* SELECTION *
<<<<

Q&A: Cork Dork Author Bianca Bosker - Imbibe Magazine Subscribe + Save

Q&A: Cork Dork Author Bianca Bosker

bianca bosker

Journalist Bianca Bosker has written about everything from Chinese architecture to competitive ax throwing for outlets like The Atlantic, The Wall Street Journal and The New Yorker. But when she quit her job as the executive tech editor for The Huffington Post to get a firsthand perspective on what it takes to become a certified sommelier, Bosker discovered an entirely new level of obsession and dedication. Bosker’s own training became a quest—both hilarious and horrifying—to understand the nature of taste. Her new book, Cork Dork: A Wine-Fueled Adventure Among the Obsessive Sommeliers, Big Bottle Hunters, and Rogue Scientists Who Taught Me to Live for Taste (out next week from Penguin Random House), recounts her journey.

Imbibe: What was your understanding of wine before you started this project?
Bianca Bosker: I was a total philistine—just a complete wine ignoramus. I had always enjoyed wine and liked drinking it. But I had also never really felt my spirit moved by a bottle of fermented grape juice, and I was always a bit perplexed as to why people spent so much money and time and effort chasing down a few fleeting seconds of flavor.

When you set out to dig deeper, was it out of curiosity as a journalist, or did you really feel like you were missing out on something?
Had it just been the intellectual curiosity of a journalist, there would have been no reason to subject myself to hours of humiliating blind tastings at the hands of exacting sommeliers, followed by days of very painful hangovers. But I stumbled into this world of hyper-competitive and high-achieving sommeliers, and I saw these amazing stories of passion and obsession that were just begging to be told. But the human in me also saw what they were doing and was deeply upset because I, at that point, was living at the complete opposite extreme, and their work really highlighted how sterile my life was. Writing about technology, I spent all day, every day at a screen writing about things that happened on screens. I just got fixated on this question of what was I missing? That was what convinced me that writing about them was not enough; I wanted to become one of them and experience life firsthand from this more sense-full perspective. It was not just about understanding the passion but about gaining this greater awareness for the richness and nuance that exists around us.

>>>>

(Source records)
<<<<

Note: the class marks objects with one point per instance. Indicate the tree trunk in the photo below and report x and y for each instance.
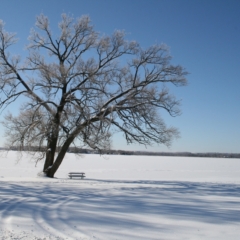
(52, 170)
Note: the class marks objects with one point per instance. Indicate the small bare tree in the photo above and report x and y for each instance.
(81, 86)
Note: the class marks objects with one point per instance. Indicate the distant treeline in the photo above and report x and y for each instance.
(139, 153)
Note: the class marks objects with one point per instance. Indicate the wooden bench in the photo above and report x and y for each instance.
(76, 174)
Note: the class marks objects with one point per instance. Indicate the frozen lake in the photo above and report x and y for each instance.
(122, 197)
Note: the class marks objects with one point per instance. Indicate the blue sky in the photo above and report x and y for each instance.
(203, 36)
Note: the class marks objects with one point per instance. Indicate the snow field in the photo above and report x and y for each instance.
(122, 197)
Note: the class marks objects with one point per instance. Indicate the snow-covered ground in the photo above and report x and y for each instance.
(122, 197)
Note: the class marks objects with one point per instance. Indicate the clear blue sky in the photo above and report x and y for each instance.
(203, 36)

>>>>

* OBJECTIVES *
1. According to the interview, what position did Bosker leave to train as a sommelier?
2. From the source entries, extract the lines from the one containing "Indicate the blue" through the final line of the entries, inclusive.
The interview and the source entries have no connection to each other.

* SOLVED TASKS *
1. She was the executive tech editor for The Huffington Post.

2.
Note: the class marks objects with one point per instance. Indicate the blue sky in the photo above and report x and y for each instance.
(203, 36)
Note: the class marks objects with one point per instance. Indicate the snow field in the photo above and report x and y for each instance.
(122, 197)
Note: the class marks objects with one point per instance. Indicate the snow-covered ground in the photo above and report x and y for each instance.
(122, 197)
Note: the class marks objects with one point per instance. Indicate the clear blue sky in the photo above and report x and y for each instance.
(203, 36)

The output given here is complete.